Impresionismo de barrio
Cuando Cristián Osorio me pidió un texto sobre algunos de sus últimos trabajos, sacó del bolsillo el concepto de “impresionismo de barrio”. Le dije que me gustaba y que me lo iba a quedar, ya que expresa algo de lo que hay en su trabajo, pero también del ojo de pintor actual: liviano, luminoso, gozador, y un poco de frivolidad. La escala barrial del concepto le da una cercanía al “Impresionismo” (con mayúscula) de la cual este suele carecer, porque cuando pensamos en los franceses del s.XIX, pensamos en mirada burguesa, insolente y hedonista. Pero las pinturas de Osorio son infinitamente menos pretenciosas: son la mirada de quien silenciosamente circula por su barrio buscando algo que no sabe qué es, pero que si lo encuentra rápidamente lo hace suyo.

### Registros de datos
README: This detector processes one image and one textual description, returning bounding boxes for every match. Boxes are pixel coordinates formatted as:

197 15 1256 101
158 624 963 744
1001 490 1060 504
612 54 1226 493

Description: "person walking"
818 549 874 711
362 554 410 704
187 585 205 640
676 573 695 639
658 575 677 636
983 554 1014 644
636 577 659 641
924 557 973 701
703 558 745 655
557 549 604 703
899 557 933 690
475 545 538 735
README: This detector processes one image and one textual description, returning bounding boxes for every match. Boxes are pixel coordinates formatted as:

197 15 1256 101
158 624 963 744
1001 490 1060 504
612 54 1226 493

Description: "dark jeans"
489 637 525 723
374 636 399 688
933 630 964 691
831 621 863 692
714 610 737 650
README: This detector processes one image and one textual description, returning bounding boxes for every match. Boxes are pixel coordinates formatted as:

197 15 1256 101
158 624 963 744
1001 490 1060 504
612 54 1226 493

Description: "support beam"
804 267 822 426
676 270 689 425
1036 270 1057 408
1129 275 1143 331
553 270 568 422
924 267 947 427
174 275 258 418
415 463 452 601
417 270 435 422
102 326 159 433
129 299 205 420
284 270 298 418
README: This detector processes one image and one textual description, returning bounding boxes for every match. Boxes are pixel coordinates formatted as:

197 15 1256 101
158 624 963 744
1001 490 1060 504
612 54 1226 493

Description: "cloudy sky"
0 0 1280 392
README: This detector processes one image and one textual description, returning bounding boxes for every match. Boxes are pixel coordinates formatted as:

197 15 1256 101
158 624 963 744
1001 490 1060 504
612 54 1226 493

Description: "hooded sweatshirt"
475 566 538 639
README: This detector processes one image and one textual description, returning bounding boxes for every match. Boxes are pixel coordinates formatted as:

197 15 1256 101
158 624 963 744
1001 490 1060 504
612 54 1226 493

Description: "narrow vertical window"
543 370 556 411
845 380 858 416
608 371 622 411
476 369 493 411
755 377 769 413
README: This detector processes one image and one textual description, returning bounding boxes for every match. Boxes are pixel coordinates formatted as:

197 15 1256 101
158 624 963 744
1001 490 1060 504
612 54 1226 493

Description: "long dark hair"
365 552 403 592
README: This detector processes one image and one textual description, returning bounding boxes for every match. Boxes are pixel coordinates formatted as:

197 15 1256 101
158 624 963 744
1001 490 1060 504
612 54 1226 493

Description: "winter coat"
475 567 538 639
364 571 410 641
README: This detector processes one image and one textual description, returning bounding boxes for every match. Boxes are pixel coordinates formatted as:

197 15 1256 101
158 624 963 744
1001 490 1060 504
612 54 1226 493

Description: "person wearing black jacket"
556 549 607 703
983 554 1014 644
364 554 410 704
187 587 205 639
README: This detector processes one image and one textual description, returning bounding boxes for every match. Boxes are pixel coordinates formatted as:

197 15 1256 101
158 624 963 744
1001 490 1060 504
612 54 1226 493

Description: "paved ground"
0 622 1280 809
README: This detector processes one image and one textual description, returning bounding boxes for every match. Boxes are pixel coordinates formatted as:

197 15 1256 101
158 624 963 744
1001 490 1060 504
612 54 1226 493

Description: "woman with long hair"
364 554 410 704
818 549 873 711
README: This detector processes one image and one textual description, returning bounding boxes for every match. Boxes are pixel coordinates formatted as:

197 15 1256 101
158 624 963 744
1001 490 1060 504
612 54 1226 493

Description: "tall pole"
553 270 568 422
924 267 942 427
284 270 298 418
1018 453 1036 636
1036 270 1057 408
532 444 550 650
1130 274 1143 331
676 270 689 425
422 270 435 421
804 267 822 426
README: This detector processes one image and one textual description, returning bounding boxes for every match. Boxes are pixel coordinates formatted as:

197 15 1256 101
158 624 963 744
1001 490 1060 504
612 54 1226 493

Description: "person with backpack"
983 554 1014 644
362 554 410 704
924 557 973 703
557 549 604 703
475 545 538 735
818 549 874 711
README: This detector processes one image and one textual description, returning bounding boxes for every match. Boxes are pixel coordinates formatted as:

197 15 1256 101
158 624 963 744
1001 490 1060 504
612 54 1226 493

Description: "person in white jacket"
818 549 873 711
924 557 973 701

### En qué consiste
¿Con qué cualidades describe el texto sobre el impresionismo de barrio el ojo de pintor actual?

### Respuesta escrita
Liviano, luminoso, gozador y con un poco de frivolidad.